:: TASKS AND EXERCISES ::
#1 In the book review, list the faults that the sentence starting "Still, while I appreciate the sentiment" finds with the book.
#2 Retype the part of the book review from "Unfortunately, while I" to "for the argument." word for word.

:: PAGE EXTRACT ::
Books

Book Review: What Money Can’t Buy: The Moral Limits of Markets by Michael J. Sandel

In this world of ours, we can buy almost everything. You can buy a separate cozy prison cell if you are rich enough. You can shoot an extinct rhino for the right kind of money, and you can purchase a homeless to queue for you to Congress so you can lobby your agendas. Sandel looks at our systems and argues that money corrupts the meaning of an act, that there shouldn’t be a price for everything, and that not every deed and act should be able to be bought.

The book’s premise is sound, and Sandel is doing a good thing here by opening a public debate about what will happen if we, as a society, attach a price tag to everything. He makes his arguments through moral theory and science papers about the effects of money on behavior. Still, while I appreciate the sentiment, the arguments are shallow, and the book is scattered and only scratches the surface of the issues. For example, he introduces the concept of whether it is right to pay 300 dollars for drug addict women to sterilize themselves; he just quickly goes over the issue of freedom of choice, and that’s about it. Sandel promises to return to the issue after introducing it, but he never does. He doesn’t even dig deeper into why someone thinks such a deed is a good idea.

As an occupational therapist, I work with children with developmental issues and children being addicted at birth and their development stifled in the uterus, it’s a tough moral choice to choose between the freedom of fertility and the consequences of drug-influenced births. Also, I have talked with a lot of foster care workers, and the reality of children birthed to drug-addicted parents isn’t pretty. The grim fact is that, unfortunately, those children are being sold for sexual favors to support drug addiction. I saw this same thing as I did a rotation at a prison hospital with both female and male offenders (open and closed wards.) It’s a terrifying world of being a drug-addicted female. You don’t have human value in the male-centered drug world. You are a thing to be used, sold, and abused. Most of the women, even in their forties, are developmentally around 12-13 years old because their abuse has started so early, probably at home. They are traumatized and used and discarded, and they have gotten used to being non-humans. The glamorous pictures they show on TV shows and movies of female prisoners distort the public’s perspective.

Unfortunately, while I appreciated the theme of the book and what it tries to do, it’s still a shallow book to give us a real perspective on the moral issues: the limits of money. Sandel spends more time arguing why buying someone to queue for you is wrong than the issue of drug-addicted women being bought to sterilize themselves. Okay, I feel strongly about the issue, having seen what it means on an individual level. Still, I cannot say anything about what would be the right call in a purely objective world: to pay or not to pay. But what gets me angry is that Sandel doesn’t even give time for the argument.

Thank you for reading ❤ Have a magical day!

:: RECORDED INFORMATION ::
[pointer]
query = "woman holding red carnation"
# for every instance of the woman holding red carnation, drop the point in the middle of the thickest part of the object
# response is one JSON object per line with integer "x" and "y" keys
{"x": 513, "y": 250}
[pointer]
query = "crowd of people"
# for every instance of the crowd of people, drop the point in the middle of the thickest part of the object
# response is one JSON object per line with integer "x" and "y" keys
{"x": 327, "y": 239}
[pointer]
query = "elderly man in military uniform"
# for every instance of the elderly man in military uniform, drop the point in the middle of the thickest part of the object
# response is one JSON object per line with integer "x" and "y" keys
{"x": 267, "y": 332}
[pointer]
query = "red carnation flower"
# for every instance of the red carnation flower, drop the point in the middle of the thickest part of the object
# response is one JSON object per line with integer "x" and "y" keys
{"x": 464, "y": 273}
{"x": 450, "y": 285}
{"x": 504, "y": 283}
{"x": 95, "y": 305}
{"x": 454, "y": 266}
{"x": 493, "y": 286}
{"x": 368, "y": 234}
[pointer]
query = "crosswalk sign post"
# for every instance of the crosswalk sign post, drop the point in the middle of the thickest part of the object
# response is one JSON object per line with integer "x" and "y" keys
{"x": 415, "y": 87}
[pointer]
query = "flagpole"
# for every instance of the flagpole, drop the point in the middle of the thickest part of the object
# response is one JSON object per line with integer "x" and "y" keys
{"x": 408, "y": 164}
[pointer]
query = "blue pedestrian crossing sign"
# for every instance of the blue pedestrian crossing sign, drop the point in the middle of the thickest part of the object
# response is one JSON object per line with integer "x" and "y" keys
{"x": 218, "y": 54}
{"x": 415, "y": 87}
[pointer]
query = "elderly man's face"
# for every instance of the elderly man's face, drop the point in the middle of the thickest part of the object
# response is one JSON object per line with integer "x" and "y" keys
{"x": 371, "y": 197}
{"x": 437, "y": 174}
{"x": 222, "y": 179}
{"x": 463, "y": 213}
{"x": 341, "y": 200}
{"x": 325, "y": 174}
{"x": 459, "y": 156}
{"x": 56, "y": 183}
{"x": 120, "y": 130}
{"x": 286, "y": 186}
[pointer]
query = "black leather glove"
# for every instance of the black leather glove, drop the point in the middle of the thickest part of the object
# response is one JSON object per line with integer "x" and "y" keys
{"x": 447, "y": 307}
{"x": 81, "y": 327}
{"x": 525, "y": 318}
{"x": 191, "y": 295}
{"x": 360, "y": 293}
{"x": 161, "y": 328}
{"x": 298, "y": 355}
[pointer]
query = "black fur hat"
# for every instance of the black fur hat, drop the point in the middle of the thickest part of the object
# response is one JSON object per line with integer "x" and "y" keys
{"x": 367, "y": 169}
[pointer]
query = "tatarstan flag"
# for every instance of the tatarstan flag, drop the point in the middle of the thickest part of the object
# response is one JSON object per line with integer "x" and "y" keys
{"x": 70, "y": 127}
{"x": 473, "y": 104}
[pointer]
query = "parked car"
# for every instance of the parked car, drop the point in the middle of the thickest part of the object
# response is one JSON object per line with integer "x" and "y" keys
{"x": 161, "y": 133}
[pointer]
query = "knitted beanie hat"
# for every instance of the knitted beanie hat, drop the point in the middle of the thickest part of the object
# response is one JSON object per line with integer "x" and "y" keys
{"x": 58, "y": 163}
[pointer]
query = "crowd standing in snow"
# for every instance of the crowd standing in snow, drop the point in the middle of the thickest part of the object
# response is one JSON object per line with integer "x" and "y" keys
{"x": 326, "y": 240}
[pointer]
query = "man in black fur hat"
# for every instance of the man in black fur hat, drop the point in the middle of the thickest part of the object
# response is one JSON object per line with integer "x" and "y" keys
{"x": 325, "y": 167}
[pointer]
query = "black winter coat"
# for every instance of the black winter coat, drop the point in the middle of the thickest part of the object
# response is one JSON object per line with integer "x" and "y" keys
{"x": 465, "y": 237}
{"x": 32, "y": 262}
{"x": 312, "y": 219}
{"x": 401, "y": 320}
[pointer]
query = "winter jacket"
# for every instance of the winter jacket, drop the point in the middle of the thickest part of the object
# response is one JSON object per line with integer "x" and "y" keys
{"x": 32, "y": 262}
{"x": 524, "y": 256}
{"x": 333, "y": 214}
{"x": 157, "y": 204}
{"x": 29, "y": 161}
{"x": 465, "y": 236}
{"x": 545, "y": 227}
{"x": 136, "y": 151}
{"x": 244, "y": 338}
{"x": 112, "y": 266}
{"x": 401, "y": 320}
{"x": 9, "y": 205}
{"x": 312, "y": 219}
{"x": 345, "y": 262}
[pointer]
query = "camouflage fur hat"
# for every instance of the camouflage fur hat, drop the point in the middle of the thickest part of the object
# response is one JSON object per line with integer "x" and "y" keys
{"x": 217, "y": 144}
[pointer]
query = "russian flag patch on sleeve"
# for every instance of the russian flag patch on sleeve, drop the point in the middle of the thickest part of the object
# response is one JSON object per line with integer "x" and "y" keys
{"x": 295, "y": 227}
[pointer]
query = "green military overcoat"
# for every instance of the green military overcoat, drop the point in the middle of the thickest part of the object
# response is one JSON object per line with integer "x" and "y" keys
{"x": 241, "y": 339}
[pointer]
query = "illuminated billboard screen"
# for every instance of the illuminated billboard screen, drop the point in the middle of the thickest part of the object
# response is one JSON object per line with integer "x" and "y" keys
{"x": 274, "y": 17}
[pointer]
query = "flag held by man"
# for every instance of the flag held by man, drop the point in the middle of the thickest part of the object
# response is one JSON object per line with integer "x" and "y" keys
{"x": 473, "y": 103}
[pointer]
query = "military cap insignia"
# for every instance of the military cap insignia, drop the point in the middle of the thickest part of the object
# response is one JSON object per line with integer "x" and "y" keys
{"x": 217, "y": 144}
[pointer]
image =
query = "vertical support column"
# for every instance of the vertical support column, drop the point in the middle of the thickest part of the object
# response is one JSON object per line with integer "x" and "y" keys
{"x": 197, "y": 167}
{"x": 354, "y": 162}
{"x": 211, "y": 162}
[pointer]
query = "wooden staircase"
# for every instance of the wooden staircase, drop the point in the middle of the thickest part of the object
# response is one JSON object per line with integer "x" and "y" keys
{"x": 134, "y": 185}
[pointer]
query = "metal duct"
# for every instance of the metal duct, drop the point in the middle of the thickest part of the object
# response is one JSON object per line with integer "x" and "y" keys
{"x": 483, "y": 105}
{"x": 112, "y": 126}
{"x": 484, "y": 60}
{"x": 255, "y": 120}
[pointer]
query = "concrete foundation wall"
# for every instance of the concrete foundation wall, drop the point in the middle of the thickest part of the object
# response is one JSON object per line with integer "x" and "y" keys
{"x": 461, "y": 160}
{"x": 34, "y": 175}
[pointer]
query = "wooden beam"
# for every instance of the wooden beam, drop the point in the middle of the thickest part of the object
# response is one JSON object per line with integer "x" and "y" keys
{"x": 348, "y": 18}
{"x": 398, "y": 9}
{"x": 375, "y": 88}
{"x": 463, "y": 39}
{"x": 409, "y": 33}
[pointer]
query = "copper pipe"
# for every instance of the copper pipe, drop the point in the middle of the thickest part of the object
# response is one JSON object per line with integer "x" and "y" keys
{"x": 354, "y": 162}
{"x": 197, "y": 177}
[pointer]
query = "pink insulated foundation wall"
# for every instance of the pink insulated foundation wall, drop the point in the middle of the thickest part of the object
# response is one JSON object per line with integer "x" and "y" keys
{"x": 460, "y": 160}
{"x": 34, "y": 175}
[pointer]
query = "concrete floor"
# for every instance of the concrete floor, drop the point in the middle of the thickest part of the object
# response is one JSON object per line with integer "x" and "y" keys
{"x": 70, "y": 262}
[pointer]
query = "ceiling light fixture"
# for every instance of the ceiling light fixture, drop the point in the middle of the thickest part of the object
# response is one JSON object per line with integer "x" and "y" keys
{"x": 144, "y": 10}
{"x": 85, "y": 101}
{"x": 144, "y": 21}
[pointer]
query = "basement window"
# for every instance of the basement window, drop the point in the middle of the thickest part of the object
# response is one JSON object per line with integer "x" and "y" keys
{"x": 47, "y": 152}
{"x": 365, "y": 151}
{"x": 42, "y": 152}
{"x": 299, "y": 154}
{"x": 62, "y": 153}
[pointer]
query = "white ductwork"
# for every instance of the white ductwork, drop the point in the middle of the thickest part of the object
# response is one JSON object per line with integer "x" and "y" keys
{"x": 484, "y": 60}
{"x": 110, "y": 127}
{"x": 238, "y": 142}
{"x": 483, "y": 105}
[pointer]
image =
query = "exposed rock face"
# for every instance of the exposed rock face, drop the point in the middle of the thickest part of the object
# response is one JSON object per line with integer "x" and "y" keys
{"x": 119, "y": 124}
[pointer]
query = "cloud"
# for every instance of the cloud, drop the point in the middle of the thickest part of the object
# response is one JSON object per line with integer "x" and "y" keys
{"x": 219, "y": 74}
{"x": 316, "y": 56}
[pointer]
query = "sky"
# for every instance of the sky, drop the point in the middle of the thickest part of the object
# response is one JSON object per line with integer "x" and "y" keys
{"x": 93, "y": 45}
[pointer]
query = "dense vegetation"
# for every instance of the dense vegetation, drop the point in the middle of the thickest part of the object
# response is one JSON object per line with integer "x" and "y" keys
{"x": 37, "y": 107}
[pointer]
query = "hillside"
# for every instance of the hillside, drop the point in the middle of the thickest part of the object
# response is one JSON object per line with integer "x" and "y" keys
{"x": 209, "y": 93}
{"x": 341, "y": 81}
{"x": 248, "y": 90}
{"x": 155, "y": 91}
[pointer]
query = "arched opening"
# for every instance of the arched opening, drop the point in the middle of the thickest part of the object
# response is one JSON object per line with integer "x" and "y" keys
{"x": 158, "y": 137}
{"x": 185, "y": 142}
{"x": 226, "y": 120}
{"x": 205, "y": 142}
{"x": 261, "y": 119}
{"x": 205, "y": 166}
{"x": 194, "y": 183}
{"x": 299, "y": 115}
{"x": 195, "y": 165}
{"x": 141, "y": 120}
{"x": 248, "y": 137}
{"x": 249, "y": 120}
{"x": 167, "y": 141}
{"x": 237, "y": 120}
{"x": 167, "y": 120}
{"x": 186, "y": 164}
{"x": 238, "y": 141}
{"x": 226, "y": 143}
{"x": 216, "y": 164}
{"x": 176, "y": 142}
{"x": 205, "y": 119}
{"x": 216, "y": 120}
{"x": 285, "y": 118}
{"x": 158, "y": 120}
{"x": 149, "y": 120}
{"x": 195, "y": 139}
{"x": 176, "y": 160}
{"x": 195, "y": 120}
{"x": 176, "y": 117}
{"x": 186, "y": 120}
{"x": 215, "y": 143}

:: ANSWERS PROVIDED ::
#1
- The arguments are shallow.
- The book is scattered.
- It only scratches the surface of the issues.

#2
Unfortunately, while I appreciated the theme of the book and what it tries to do, it’s still a shallow book to give us a real perspective on the moral issues: the limits of money. Sandel spends more time arguing why buying someone to queue for you is wrong than the issue of drug-addicted women being bought to sterilize themselves. Okay, I feel strongly about the issue, having seen what it means on an individual level. Still, I cannot say anything about what would be the right call in a purely objective world: to pay or not to pay. But what gets me angry is that Sandel doesn’t even give time for the argument.